%%

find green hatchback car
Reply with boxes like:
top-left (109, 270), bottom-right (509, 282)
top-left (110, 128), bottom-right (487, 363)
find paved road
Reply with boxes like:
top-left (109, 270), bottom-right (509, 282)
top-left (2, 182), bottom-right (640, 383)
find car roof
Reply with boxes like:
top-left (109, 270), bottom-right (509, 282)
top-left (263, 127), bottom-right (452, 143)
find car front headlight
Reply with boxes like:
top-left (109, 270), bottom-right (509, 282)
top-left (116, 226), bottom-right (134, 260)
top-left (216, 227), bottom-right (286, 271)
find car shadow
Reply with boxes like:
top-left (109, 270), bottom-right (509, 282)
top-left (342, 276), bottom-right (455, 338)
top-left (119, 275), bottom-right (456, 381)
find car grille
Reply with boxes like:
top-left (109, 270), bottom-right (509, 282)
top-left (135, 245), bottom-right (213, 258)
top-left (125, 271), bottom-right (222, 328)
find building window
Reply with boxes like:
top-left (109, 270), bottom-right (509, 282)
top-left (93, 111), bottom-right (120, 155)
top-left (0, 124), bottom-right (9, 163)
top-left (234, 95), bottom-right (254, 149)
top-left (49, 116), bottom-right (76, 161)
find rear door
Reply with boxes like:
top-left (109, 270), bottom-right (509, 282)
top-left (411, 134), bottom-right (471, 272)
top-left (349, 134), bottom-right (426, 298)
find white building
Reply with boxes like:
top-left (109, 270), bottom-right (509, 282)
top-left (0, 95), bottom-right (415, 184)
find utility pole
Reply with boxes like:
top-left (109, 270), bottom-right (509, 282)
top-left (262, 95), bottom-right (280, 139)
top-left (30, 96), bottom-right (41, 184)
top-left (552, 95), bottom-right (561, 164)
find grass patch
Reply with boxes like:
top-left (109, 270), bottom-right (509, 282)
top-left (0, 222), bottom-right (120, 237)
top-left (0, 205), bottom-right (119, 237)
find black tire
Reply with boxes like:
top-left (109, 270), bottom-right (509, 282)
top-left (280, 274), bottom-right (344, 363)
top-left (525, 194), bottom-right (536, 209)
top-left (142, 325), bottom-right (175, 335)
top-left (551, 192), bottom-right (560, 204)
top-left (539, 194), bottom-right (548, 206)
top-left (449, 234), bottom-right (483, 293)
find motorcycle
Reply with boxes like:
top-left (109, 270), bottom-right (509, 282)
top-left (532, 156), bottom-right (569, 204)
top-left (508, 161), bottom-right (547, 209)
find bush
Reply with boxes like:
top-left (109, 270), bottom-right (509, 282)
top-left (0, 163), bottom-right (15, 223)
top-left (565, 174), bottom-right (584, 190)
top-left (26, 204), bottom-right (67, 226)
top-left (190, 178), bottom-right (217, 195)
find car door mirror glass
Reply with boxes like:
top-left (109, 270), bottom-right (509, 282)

%%

# What you need to do:
Your response should consist of the data above, duplicated exactly.

# Output of the task:
find green hatchback car
Reply with boxes like:
top-left (109, 270), bottom-right (509, 282)
top-left (110, 128), bottom-right (487, 363)
find paved road
Reply with boxes like:
top-left (109, 270), bottom-right (509, 282)
top-left (2, 182), bottom-right (640, 383)
find car roof
Reply with boxes like:
top-left (109, 270), bottom-right (509, 282)
top-left (263, 127), bottom-right (452, 143)
find car front headlight
Reply with boxes like:
top-left (109, 270), bottom-right (509, 282)
top-left (116, 226), bottom-right (134, 260)
top-left (216, 227), bottom-right (286, 271)
find car shadow
Reply with boxes like:
top-left (109, 270), bottom-right (509, 282)
top-left (342, 276), bottom-right (455, 338)
top-left (119, 275), bottom-right (456, 381)
find car grille
Reply with boxes like:
top-left (109, 270), bottom-right (509, 282)
top-left (135, 245), bottom-right (213, 258)
top-left (125, 271), bottom-right (222, 328)
find building window
Reply with boxes like:
top-left (109, 270), bottom-right (509, 282)
top-left (93, 111), bottom-right (120, 155)
top-left (0, 124), bottom-right (9, 163)
top-left (234, 95), bottom-right (254, 149)
top-left (49, 116), bottom-right (76, 161)
find rear door
Reply with boxes like:
top-left (109, 270), bottom-right (509, 282)
top-left (411, 134), bottom-right (471, 272)
top-left (349, 134), bottom-right (426, 298)
find white building
Reply with boxes like:
top-left (109, 270), bottom-right (509, 282)
top-left (0, 95), bottom-right (415, 184)
find utility pole
Reply with boxes like:
top-left (109, 270), bottom-right (509, 282)
top-left (262, 95), bottom-right (280, 139)
top-left (30, 96), bottom-right (41, 184)
top-left (552, 95), bottom-right (561, 164)
find grass patch
Reply with boxes like:
top-left (109, 270), bottom-right (509, 282)
top-left (0, 222), bottom-right (120, 237)
top-left (0, 205), bottom-right (119, 237)
find black tire
Reply with boxes like:
top-left (109, 270), bottom-right (509, 282)
top-left (280, 274), bottom-right (344, 363)
top-left (525, 194), bottom-right (536, 209)
top-left (142, 325), bottom-right (175, 335)
top-left (551, 192), bottom-right (560, 204)
top-left (539, 194), bottom-right (548, 206)
top-left (449, 234), bottom-right (483, 293)
find motorcycle
Reply with boxes like:
top-left (109, 270), bottom-right (509, 282)
top-left (532, 156), bottom-right (569, 204)
top-left (508, 161), bottom-right (547, 209)
find bush
Reply with boxes like:
top-left (109, 270), bottom-right (509, 282)
top-left (0, 163), bottom-right (15, 223)
top-left (565, 174), bottom-right (584, 190)
top-left (26, 204), bottom-right (67, 226)
top-left (190, 178), bottom-right (217, 195)
find car door mirror glass
Reply with boxes like:
top-left (109, 270), bottom-right (509, 282)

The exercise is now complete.